#### Given exercise
Work out how many lines in the material below contain the string "concrete", where case counts, and reply with that number alone.

#### Records shown
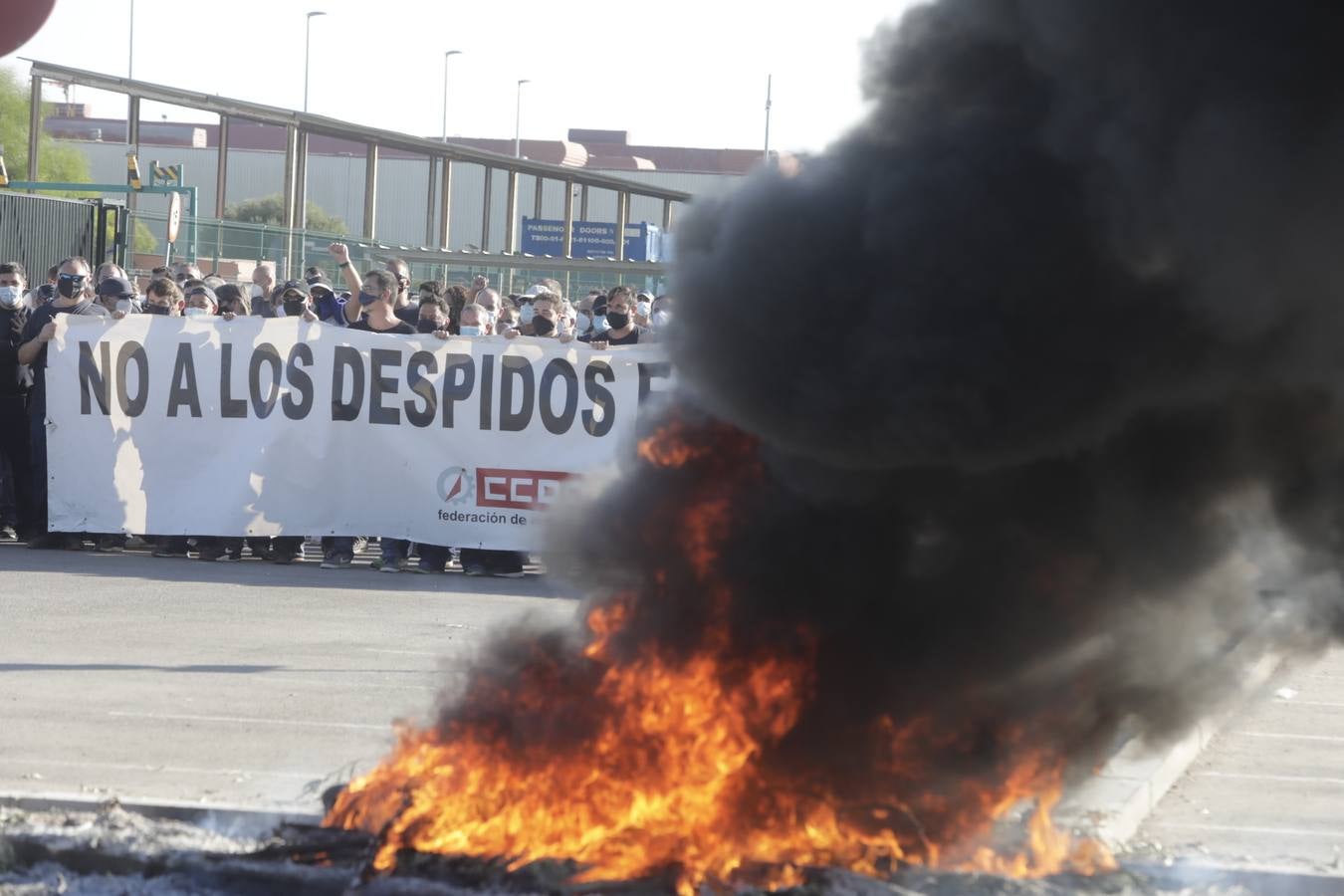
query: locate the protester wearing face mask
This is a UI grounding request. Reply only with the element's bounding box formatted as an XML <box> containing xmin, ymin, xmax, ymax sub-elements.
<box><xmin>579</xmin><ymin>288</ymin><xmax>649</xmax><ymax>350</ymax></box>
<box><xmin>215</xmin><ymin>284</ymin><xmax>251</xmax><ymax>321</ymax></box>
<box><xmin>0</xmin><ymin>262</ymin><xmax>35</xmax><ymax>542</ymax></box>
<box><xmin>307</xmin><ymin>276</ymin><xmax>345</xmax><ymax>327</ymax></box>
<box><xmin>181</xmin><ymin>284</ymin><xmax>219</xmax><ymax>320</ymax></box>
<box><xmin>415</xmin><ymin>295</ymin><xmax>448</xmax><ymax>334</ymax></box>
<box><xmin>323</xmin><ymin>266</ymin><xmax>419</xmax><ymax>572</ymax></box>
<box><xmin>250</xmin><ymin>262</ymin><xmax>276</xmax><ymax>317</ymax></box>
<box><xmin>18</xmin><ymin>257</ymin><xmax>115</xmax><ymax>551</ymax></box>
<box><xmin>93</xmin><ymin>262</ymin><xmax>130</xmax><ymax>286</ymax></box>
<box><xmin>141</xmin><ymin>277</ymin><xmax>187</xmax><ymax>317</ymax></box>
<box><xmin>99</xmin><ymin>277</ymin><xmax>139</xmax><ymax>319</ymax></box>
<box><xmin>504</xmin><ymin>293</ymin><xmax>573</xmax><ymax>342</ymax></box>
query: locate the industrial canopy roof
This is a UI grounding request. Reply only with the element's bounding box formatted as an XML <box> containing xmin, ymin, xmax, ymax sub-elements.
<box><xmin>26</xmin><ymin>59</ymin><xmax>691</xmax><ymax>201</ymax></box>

* * *

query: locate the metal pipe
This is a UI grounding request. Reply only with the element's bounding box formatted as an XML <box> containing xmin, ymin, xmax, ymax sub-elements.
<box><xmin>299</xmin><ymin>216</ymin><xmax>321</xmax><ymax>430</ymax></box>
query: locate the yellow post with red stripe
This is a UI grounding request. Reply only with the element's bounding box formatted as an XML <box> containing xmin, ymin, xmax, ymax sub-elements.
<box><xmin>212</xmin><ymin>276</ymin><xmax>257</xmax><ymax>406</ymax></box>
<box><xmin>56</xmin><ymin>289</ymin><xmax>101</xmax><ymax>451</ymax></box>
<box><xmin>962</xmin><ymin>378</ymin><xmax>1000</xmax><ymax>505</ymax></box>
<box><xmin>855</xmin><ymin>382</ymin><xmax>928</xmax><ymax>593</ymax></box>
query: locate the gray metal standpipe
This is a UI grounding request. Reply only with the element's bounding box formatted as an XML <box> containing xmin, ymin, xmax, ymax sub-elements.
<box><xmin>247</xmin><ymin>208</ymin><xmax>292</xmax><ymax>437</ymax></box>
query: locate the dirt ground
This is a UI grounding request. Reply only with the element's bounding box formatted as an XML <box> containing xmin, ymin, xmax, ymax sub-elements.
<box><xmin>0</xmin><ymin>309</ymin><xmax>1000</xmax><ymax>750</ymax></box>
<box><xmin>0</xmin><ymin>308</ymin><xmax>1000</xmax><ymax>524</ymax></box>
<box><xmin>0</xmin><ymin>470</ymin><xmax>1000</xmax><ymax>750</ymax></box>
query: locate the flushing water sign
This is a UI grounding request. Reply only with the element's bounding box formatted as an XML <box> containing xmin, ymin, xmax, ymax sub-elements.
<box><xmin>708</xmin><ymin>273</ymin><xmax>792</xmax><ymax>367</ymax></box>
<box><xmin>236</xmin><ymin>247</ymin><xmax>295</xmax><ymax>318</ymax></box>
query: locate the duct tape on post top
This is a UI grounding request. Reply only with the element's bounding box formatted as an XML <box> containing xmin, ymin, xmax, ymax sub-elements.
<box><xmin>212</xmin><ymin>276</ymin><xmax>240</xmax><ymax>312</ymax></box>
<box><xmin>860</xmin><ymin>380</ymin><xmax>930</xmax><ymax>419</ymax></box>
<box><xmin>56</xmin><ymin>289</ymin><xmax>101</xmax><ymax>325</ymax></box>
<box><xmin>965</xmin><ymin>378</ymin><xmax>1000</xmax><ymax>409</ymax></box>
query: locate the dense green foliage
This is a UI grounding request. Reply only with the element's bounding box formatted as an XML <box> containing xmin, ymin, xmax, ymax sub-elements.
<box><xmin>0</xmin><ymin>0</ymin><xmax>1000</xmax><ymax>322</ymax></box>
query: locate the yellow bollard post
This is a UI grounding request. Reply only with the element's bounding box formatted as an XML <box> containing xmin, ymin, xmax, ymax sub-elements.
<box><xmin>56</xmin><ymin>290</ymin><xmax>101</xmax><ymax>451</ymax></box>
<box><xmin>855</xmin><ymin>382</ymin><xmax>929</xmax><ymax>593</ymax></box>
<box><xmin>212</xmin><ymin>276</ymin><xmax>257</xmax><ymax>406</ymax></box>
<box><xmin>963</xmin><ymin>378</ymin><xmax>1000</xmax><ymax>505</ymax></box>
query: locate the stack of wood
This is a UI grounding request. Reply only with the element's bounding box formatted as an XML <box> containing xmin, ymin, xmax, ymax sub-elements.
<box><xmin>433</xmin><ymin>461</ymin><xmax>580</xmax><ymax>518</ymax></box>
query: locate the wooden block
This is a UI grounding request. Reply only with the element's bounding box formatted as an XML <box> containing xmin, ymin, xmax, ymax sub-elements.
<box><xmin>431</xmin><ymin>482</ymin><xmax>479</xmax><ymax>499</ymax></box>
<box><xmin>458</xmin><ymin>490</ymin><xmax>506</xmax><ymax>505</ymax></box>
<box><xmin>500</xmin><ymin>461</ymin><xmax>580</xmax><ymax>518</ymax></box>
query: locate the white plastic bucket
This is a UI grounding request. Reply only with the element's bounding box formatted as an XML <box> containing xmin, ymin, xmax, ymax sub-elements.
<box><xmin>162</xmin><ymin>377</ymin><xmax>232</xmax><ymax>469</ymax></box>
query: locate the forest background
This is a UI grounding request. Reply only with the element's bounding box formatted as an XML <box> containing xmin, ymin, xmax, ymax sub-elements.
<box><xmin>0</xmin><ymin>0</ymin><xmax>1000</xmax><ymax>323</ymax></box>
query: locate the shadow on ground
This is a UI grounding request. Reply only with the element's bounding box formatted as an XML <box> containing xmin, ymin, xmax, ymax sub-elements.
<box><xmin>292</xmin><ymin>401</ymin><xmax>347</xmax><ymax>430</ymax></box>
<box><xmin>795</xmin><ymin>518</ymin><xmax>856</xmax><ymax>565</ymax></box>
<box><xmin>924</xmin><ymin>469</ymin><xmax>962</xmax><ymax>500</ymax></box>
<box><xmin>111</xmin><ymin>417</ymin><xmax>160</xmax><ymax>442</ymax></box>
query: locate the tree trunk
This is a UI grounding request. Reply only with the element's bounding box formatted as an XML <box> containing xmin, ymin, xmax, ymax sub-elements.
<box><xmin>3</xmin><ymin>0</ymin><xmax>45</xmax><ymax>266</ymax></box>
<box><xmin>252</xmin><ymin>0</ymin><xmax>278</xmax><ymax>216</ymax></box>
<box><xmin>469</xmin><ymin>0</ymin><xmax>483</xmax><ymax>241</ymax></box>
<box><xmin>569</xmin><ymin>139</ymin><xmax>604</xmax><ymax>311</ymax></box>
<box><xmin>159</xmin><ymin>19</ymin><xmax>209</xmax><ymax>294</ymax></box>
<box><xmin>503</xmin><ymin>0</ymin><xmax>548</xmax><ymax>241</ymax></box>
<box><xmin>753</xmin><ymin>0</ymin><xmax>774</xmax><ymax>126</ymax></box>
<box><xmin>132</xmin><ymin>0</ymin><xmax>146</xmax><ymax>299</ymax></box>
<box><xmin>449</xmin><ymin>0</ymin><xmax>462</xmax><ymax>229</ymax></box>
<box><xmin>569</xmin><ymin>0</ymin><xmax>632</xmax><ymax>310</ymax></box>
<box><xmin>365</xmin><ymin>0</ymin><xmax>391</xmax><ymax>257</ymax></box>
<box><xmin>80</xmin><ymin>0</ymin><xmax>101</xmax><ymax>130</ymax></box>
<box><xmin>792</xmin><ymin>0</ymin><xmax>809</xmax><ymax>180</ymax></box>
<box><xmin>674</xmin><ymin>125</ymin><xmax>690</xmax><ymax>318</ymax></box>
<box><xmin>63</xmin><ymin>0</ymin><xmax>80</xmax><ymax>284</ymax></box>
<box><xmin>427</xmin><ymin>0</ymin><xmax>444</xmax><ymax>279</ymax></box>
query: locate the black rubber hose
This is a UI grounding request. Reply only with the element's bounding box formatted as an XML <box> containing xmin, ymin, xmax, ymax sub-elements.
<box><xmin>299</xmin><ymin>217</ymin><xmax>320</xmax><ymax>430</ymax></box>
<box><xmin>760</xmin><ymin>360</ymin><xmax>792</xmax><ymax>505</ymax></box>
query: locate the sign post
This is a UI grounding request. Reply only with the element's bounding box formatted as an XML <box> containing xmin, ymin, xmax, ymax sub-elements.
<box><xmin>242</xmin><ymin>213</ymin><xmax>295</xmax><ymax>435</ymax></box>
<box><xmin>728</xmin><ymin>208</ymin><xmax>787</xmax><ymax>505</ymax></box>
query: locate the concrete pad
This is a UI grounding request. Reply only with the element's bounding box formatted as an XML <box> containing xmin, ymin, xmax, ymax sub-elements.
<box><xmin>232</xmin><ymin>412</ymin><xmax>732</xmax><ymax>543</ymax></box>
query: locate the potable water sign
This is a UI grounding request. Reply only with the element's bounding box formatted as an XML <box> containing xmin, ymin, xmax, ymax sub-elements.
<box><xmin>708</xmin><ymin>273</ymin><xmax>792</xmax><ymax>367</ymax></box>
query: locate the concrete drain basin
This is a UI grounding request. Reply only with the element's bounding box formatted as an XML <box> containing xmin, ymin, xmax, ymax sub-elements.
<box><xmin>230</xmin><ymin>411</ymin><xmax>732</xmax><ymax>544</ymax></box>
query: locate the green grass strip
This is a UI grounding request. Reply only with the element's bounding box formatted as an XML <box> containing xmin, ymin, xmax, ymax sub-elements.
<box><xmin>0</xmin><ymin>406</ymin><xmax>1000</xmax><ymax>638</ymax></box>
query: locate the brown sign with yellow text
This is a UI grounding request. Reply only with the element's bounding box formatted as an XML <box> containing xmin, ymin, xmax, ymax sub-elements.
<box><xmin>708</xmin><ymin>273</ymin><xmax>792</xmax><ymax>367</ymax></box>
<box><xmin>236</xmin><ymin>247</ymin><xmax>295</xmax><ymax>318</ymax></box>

#### Full output
2